__SOURCE EXTRACT__.
***
Over the past three months, we’ve learned each other’s backstories as well as one another’s hopes and dreams for the future. We’ve experienced one another’s hobbies and have explored our (thankfully shared) political and religious views. We’ve met each other’s families, friends, coworkers and have started double-dating with now mutual friends.

There aren’t a lot of “softball” questions left to ask (“What do you like to do for fun?”), so conversation tends to either be about the present (“How was your day today?”), the near future (“What are you up to this weekend?”), or a topic that is deeper, more intense, and suggestive of the longer-term future (“What are your thoughts on adoption?”). We try to keep that last one to a minimum for now. After all, Seth’s longest relationship ever is only 4 months, and I am all too aware we are creeping up on that timeline.

Seth has become a student of me, and I of him. We are still learning each other, but we have just enough knowledge to be dangerous. He has moments of being indescribably sweet and moments of being a stereotypical man. I’m sure he feels the same about me in all my womanliness.
***
__RECORD EXTRACTS__.
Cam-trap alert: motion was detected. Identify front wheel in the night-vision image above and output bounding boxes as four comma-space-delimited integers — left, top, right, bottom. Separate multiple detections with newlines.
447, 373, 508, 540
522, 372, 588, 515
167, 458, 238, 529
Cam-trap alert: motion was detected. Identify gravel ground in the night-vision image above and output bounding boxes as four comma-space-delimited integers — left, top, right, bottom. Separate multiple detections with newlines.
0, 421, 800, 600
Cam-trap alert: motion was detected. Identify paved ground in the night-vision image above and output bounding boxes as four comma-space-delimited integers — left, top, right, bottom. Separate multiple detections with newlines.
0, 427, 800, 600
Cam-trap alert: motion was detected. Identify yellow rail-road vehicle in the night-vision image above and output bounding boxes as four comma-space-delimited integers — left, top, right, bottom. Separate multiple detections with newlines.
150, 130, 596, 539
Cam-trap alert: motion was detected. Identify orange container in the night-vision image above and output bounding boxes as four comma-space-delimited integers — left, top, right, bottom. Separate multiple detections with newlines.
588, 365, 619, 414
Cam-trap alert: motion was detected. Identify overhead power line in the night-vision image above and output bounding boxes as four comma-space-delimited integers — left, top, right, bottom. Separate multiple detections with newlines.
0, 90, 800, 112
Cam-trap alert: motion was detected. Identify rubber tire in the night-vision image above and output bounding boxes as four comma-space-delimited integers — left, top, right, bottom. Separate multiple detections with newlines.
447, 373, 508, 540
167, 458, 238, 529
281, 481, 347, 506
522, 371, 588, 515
***
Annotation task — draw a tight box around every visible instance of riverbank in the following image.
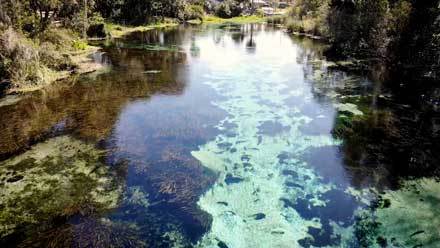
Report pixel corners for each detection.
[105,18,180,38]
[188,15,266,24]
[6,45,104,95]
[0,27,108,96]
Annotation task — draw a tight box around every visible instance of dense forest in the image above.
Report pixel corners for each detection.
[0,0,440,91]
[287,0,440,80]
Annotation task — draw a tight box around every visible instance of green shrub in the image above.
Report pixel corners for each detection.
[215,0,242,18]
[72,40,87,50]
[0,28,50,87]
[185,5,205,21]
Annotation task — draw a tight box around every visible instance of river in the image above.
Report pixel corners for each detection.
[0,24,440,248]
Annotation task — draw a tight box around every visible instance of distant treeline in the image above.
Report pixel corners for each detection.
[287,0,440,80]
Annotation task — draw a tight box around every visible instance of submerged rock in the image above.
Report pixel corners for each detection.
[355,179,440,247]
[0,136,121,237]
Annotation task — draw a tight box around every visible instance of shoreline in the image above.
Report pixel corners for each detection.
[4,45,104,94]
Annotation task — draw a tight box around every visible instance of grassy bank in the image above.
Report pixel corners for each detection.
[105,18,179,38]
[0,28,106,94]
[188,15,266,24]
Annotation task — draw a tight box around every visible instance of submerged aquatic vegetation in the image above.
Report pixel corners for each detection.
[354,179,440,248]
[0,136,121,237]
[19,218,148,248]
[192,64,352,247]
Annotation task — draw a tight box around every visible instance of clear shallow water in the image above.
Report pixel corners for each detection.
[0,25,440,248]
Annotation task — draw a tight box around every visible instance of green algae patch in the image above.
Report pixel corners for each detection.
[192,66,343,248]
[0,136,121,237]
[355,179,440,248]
***
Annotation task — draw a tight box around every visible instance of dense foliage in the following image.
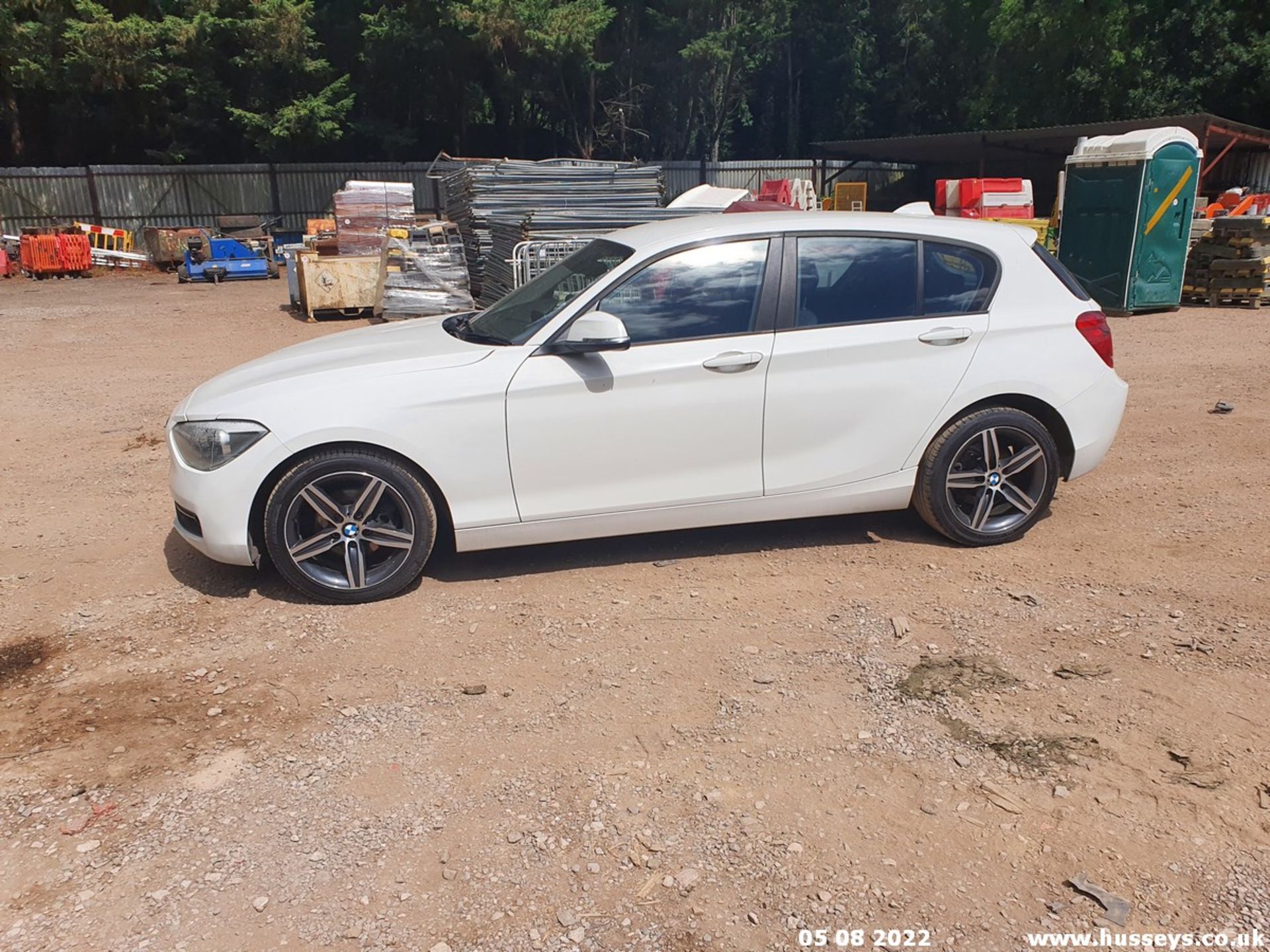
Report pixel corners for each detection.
***
__WRITTEN TASK 1__.
Answer these about the dating text:
(a) Over what period have the two learned each other's backstories?
(b) How long is Seth's longest relationship ever?
(c) What example question does the text give for conversation about the near future?
__WRITTEN TASK 2__.
From the dating text, repeat the passage starting at "Over the past" and ending at "on that timeline.".
The lines aren't needed for anything here.

__TASK SOLUTION 1__.
(a) Over the past three months.
(b) Only 4 months.
(c) "What are you up to this weekend?"

__TASK SOLUTION 2__.
Over the past three months, we’ve learned each other’s backstories as well as one another’s hopes and dreams for the future. We’ve experienced one another’s hobbies and have explored our (thankfully shared) political and religious views. We’ve met each other’s families, friends, coworkers and have started double-dating with now mutual friends.

There aren’t a lot of “softball” questions left to ask (“What do you like to do for fun?”), so conversation tends to either be about the present (“How was your day today?”), the near future (“What are you up to this weekend?”), or a topic that is deeper, more intense, and suggestive of the longer-term future (“What are your thoughts on adoption?”). We try to keep that last one to a minimum for now. After all, Seth’s longest relationship ever is only 4 months, and I am all too aware we are creeping up on that timeline.